Records from a dataset
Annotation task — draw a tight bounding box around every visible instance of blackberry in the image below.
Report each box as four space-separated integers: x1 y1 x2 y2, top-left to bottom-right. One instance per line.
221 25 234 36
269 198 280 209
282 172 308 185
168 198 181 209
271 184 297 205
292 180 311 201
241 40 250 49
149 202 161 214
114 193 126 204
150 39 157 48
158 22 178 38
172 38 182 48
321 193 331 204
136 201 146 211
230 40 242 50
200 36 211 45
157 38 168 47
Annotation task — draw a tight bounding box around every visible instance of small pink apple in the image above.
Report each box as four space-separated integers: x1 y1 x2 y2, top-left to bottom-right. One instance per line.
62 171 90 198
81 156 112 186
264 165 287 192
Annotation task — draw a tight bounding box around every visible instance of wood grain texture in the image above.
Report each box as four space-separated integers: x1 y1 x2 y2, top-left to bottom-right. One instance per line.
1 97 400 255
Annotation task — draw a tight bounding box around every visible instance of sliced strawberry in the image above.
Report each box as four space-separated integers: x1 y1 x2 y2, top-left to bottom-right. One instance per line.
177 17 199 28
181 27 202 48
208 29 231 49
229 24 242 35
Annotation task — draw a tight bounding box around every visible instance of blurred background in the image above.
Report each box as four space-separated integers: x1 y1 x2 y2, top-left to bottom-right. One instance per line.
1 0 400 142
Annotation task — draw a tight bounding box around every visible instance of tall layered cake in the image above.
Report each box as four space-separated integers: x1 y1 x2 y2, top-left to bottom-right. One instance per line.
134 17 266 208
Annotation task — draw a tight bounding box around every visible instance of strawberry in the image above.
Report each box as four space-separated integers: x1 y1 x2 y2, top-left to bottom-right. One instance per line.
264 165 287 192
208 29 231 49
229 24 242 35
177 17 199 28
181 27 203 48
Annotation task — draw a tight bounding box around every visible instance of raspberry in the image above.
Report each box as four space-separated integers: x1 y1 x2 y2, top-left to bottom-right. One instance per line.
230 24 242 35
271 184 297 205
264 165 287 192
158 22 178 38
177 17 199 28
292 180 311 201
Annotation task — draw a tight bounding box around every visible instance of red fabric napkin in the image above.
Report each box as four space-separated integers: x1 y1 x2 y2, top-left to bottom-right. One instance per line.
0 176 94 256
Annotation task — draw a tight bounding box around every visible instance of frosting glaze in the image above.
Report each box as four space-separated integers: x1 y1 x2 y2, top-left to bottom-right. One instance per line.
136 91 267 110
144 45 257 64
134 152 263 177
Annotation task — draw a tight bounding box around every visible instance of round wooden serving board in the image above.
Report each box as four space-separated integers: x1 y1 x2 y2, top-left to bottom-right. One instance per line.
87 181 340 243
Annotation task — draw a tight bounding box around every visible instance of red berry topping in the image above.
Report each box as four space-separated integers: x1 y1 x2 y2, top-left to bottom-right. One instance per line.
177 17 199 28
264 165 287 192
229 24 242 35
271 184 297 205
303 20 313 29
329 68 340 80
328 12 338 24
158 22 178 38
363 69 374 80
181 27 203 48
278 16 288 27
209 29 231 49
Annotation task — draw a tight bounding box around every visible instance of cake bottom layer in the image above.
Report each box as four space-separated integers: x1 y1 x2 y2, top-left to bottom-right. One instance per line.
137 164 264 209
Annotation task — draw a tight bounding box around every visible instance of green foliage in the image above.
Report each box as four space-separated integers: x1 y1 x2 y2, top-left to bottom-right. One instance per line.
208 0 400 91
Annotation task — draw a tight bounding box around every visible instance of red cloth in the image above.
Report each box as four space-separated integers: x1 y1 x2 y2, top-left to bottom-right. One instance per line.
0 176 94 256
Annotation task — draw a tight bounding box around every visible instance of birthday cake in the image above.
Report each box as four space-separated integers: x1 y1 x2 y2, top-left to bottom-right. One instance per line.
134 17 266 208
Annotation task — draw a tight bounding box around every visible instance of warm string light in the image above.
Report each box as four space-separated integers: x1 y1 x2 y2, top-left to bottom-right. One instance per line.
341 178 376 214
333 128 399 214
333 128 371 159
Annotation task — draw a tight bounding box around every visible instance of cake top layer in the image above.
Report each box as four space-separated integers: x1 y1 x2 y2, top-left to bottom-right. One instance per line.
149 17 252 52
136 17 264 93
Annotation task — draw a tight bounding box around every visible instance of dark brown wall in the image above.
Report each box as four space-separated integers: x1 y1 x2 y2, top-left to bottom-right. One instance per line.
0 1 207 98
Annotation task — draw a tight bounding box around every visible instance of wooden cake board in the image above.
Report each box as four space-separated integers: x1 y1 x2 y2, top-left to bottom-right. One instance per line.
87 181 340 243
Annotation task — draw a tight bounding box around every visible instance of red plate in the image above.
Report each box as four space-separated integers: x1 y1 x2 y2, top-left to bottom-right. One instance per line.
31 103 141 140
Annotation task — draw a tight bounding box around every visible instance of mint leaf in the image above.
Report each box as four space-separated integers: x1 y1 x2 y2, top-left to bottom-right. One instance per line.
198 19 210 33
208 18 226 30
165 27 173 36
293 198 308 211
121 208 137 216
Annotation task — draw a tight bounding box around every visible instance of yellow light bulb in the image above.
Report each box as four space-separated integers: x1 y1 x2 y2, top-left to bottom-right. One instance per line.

Work instruction
Only lines of the data holding the word "strawberry" go in the answer. Please copy each of them.

Your solution
Annotation task — draw a tight bounding box around every visible instance of sliced strawberry in the image above.
Annotation task — draw a tight bounding box around every visible instance of strawberry in the image above.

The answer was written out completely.